__Exercise directions__
Transcribe the records that follow exactly. Skip the pictures.

|---|

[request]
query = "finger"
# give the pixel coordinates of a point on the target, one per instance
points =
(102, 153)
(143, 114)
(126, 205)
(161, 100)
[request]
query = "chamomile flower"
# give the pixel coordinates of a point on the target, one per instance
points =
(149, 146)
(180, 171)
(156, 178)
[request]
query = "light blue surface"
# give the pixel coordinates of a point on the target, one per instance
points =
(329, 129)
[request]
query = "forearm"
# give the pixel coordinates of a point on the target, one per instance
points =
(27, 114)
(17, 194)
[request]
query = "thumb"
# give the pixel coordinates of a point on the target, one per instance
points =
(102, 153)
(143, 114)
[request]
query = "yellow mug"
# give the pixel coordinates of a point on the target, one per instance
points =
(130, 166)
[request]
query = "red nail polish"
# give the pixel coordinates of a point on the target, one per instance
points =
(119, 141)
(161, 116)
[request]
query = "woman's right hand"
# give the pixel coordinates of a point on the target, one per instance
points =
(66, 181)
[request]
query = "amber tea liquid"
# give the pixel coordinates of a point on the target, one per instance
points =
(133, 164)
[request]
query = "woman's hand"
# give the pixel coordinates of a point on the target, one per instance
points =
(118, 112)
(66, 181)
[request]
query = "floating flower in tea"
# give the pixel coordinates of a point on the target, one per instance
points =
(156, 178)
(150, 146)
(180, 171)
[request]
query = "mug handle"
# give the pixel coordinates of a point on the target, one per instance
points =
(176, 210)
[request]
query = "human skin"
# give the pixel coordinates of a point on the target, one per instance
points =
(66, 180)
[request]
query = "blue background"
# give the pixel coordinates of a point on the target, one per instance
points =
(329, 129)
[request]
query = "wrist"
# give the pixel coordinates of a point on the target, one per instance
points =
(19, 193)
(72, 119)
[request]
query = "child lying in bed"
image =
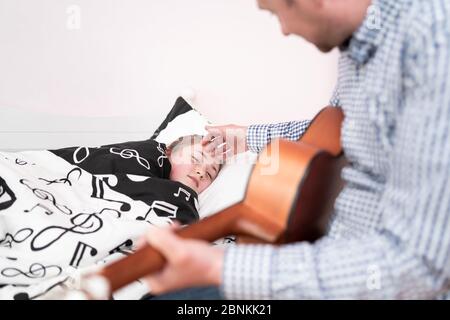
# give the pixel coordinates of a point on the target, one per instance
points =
(168, 179)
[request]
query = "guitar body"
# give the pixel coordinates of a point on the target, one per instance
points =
(289, 197)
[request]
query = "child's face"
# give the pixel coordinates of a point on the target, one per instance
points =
(193, 166)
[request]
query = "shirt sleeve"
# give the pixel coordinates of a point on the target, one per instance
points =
(258, 136)
(409, 256)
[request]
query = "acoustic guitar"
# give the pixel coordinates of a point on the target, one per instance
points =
(289, 197)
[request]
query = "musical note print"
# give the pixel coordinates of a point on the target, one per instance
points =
(21, 162)
(47, 211)
(162, 156)
(26, 296)
(98, 192)
(181, 190)
(125, 248)
(75, 172)
(35, 271)
(83, 223)
(7, 197)
(19, 237)
(79, 253)
(131, 153)
(110, 179)
(160, 209)
(196, 204)
(78, 156)
(45, 195)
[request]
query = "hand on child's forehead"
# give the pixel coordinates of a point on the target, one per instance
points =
(196, 150)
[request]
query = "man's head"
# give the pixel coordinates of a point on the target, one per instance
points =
(191, 164)
(325, 23)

|---|

__Solution to this problem__
[request]
query = "finger"
# give the pixel coordinates of a point on the target, one per instance
points =
(102, 153)
(143, 114)
(126, 205)
(161, 100)
[request]
query = "chamomile flower"
# give the pixel coordinates of a point on the target, one per instance
points =
(149, 146)
(180, 171)
(156, 178)
[request]
query = "light blue surface"
# give the pixel coordinates of a point on the target, one per instance
points =
(329, 129)
[request]
query = "forearm"
# give the pixel coordinates of a point on the target, one per instance
points =
(27, 114)
(17, 194)
[request]
query = "thumb"
# give the pixel coordinates of a point on the target, one per instance
points =
(102, 153)
(143, 114)
[request]
query = "yellow mug"
# give the pixel coordinates of a point on the target, one per instance
points =
(130, 166)
[request]
query = "red nail polish"
# give the pixel coordinates of a point on the target, one per instance
points =
(119, 141)
(161, 116)
[request]
query = "woman's right hand"
# give the pixel coordinates of a point on the target, one per instance
points =
(66, 181)
[request]
query = "amber tea liquid"
# give the pixel coordinates of a point on the target, one per instance
points =
(133, 164)
[request]
query = "woman's hand"
# give the pixel coordinates of a point on the target, one per instance
points =
(118, 112)
(66, 181)
[request]
query = "floating flower in tea"
# give the pixel coordinates of a point on the target, one per instance
points =
(156, 178)
(150, 146)
(180, 171)
[request]
query = "mug handle"
# give the pixel coordinates of a point on the target, one per instance
points =
(176, 210)
[request]
query = "human skin"
# give the pixel coordinates of a point on the target, one per instance
points =
(66, 180)
[request]
query = "blue background"
# give the pixel coordinates of a point on the target, one per instance
points =
(329, 129)
[request]
query = "wrist"
# give the pixel coordinates of a point on the target, one per instance
points =
(19, 193)
(72, 119)
[request]
query = "child lying in bed"
image =
# give the pixel coordinates of a point on the target, one per instance
points =
(168, 179)
[request]
query = "guitar body"
# give the pixel coordinates of a point on the target, one per instance
points =
(289, 197)
[request]
query = "child's face"
# give the pixel coordinates of a point on the target, one per instance
points =
(193, 166)
[request]
query = "shirt sleeve"
# give the pixel coordinates of a point on the target, one per instance
points =
(258, 136)
(409, 256)
[request]
query = "acoustic guitar"
# give the pixel coordinates of a point on the target, one per instance
points =
(289, 197)
[request]
query = "musical note print"
# give the pixel coordinates of a point on the target, one per instance
points =
(21, 162)
(47, 211)
(162, 156)
(26, 296)
(98, 192)
(181, 190)
(125, 248)
(75, 172)
(35, 271)
(83, 223)
(7, 197)
(19, 237)
(79, 253)
(131, 153)
(110, 179)
(160, 209)
(196, 204)
(78, 156)
(45, 195)
[request]
query = "hand on child's forehead"
# give the pixel coordinates of a point on the target, one per instance
points =
(196, 150)
[request]
query = "man's head"
# give the pixel coordinates of a point on the target, one per instance
points =
(191, 164)
(325, 23)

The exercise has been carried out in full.